### Text passage:
Ingredients
4 cups corn kernels (fresh, frozen, or canned – drained)
1 medium onion, finely chopped
2 cloves garlic, minced
2 tbsp butter or olive oil
3 cups vegetable broth (or halal-certified chicken broth)
1 cup milk or heavy cream
1 tsp salt (adjust to taste)
½ tsp black pepper
½ tsp paprika (optional)
2 tbsp chopped green onions (for garnish)
Instructions
Heat butter or oil in a large pot. Add onion and garlic, sauté until softened.
Stir in corn kernels, then add broth, salt, pepper, and paprika.
Simmer for 15–20 minutes.
Use an immersion blender to puree the soup until smooth (leave some corn chunks for texture if desired).
Stir in milk or cream, simmer for 5 more minutes.
Garnish with green onions and serve warm.

### Data extract:
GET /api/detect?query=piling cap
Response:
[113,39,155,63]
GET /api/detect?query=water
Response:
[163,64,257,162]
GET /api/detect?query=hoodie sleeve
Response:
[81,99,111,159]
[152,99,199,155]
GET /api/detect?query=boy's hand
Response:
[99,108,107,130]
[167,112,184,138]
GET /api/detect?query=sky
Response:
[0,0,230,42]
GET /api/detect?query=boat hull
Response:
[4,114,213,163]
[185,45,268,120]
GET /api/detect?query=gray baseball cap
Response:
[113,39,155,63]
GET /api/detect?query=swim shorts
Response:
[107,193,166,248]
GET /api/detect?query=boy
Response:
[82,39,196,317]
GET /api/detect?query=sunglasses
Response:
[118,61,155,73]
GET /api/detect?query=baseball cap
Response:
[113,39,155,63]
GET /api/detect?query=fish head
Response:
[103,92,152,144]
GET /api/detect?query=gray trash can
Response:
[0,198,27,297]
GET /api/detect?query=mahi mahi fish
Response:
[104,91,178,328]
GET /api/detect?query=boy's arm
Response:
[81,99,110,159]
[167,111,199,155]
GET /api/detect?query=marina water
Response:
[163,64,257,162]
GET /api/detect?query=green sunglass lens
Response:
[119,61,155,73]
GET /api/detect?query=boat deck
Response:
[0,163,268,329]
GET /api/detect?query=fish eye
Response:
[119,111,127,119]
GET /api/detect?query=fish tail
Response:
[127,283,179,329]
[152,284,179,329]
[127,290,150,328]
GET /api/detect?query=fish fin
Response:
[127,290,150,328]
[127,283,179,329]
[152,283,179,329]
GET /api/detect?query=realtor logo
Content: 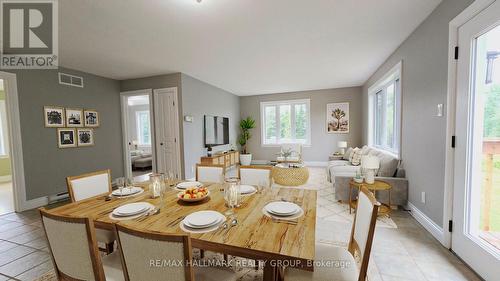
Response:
[0,0,58,69]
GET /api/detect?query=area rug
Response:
[277,167,398,228]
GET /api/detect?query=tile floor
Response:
[0,167,481,281]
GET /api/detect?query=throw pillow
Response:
[342,147,353,160]
[351,147,363,166]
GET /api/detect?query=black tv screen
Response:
[204,115,229,147]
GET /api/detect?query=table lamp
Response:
[337,141,347,155]
[361,156,380,184]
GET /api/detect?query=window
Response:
[368,63,401,157]
[260,99,311,145]
[135,110,151,145]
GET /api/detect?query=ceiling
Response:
[59,0,441,95]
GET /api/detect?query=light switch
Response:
[436,103,443,117]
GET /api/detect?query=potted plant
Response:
[238,117,255,165]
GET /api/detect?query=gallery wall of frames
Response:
[43,106,99,148]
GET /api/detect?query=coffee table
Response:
[272,164,309,186]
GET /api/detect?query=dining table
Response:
[45,182,316,281]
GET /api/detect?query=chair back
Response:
[196,164,224,183]
[238,166,273,187]
[66,170,112,202]
[115,224,194,281]
[40,209,106,281]
[348,187,380,281]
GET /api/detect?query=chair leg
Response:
[105,241,115,255]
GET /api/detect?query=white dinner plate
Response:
[240,184,256,194]
[176,181,203,189]
[113,202,150,217]
[111,186,142,196]
[265,201,300,216]
[184,211,222,228]
[183,216,224,229]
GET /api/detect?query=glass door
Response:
[452,1,500,280]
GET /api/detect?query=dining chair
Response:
[238,165,273,187]
[115,223,236,281]
[40,208,125,281]
[196,164,225,183]
[66,169,115,254]
[284,187,380,281]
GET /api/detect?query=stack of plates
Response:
[111,186,144,197]
[111,202,154,219]
[175,181,203,190]
[180,211,226,233]
[240,184,257,195]
[263,201,304,219]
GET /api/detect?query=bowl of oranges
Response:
[177,187,210,202]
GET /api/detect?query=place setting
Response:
[179,211,226,233]
[111,178,144,198]
[109,202,158,220]
[262,201,304,224]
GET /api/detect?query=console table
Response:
[200,151,240,169]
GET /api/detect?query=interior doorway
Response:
[0,78,15,215]
[121,90,156,180]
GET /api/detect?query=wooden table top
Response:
[50,183,316,270]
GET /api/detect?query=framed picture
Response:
[83,110,99,127]
[326,102,349,134]
[66,108,83,127]
[43,106,65,128]
[57,128,76,148]
[77,129,94,146]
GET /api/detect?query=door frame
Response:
[0,71,37,212]
[153,87,184,179]
[120,89,156,178]
[441,0,496,249]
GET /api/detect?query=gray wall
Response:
[363,0,473,226]
[182,74,240,178]
[11,69,123,200]
[240,87,363,162]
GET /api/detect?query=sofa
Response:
[327,146,408,206]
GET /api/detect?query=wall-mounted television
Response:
[204,115,229,147]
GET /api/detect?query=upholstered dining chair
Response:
[40,209,124,281]
[66,169,115,254]
[238,165,273,187]
[284,187,380,281]
[196,164,225,183]
[115,224,236,281]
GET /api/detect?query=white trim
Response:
[0,175,12,183]
[260,99,312,147]
[120,89,156,178]
[407,202,448,247]
[443,0,495,248]
[366,60,403,160]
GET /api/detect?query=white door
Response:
[153,88,181,178]
[452,0,500,280]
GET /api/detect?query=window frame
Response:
[260,99,311,147]
[367,61,403,159]
[135,110,153,146]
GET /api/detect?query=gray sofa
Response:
[327,146,408,206]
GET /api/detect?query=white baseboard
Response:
[0,175,12,183]
[304,161,328,167]
[407,202,446,247]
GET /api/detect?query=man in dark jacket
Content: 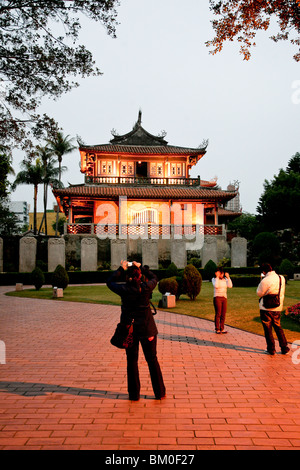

### Exercise goal:
Shorten the step of the corn soup recipe that begins "Heat butter or oil" into a single sentence, keeping its main facts.

### Answer space:
In a large pot, sauté the onion and garlic in heated butter or oil until softened.